Material for this exercise
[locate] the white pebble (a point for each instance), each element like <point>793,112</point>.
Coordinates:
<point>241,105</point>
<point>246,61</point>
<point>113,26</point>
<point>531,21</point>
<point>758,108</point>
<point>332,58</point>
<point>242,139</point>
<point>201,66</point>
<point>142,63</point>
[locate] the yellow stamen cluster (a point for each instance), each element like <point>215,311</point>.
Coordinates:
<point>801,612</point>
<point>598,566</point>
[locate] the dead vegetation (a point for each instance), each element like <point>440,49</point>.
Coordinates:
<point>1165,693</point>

Task brief
Only the lines from the one that contains "[locate] the yellow" through the last line should be repeated, each exactly as it stands, with both ends included.

Exercise response
[locate] the yellow stamen cluster (a point for each instance), each element like <point>215,311</point>.
Coordinates:
<point>801,612</point>
<point>598,566</point>
[locate] the dead vegetation (a point for each instance), each element like <point>440,49</point>.
Coordinates:
<point>1165,693</point>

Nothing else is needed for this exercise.